### 任务要求
在下面的记录里找出所有含有“grass”这个词的行，把这些行完整抄出来。

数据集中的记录
-=-=-=-=-

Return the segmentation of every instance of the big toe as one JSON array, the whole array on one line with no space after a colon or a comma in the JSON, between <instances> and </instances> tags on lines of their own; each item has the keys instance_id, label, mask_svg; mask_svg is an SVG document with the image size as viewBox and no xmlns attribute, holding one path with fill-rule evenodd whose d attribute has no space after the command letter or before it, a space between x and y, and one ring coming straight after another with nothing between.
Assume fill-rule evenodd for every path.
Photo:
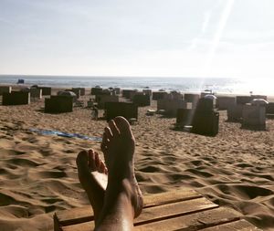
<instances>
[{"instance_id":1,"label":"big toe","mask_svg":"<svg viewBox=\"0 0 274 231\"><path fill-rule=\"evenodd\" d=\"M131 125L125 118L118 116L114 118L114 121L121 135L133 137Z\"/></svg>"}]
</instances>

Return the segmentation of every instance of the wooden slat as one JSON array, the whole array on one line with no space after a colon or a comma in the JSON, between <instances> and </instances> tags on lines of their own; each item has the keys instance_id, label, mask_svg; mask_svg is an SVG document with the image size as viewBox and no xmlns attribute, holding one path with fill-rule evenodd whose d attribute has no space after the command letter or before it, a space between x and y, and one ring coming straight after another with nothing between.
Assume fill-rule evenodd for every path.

-=-=-=-=-

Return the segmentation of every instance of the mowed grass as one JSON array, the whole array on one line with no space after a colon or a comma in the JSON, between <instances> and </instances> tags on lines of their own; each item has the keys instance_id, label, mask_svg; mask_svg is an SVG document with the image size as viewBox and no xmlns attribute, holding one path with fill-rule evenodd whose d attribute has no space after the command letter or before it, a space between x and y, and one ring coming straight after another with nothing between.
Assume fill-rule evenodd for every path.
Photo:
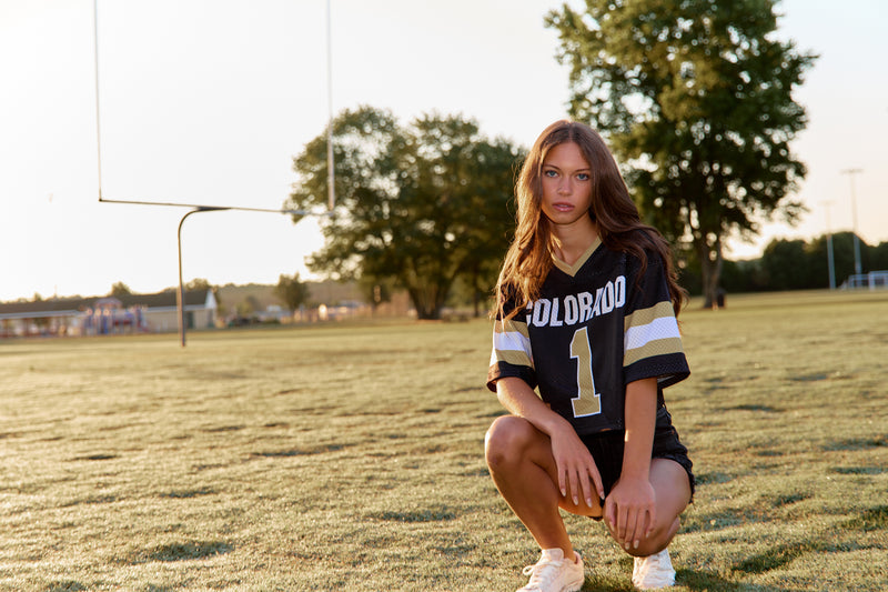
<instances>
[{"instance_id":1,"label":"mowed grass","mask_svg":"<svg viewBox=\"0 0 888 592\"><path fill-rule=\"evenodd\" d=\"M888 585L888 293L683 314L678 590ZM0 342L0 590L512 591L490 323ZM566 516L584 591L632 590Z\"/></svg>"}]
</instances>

-=-=-=-=-

### 任务答复
Return the segmentation of every instance of the mowed grass as one JSON array, the whole array on one line with no space after a colon or a comma in the JSON, between <instances> and </instances> tags on lines of their own; each item has the keys instance_id, label, mask_svg; mask_svg is an SVG document with the image size as viewBox and no xmlns attribute, holding one path with fill-rule evenodd whose d attribute has no space after the command letter or before it, a space between x and y, and one ring coming straight after another with nothing between.
[{"instance_id":1,"label":"mowed grass","mask_svg":"<svg viewBox=\"0 0 888 592\"><path fill-rule=\"evenodd\" d=\"M888 585L888 293L683 314L678 590ZM0 342L0 590L512 591L490 323ZM566 516L584 591L632 590Z\"/></svg>"}]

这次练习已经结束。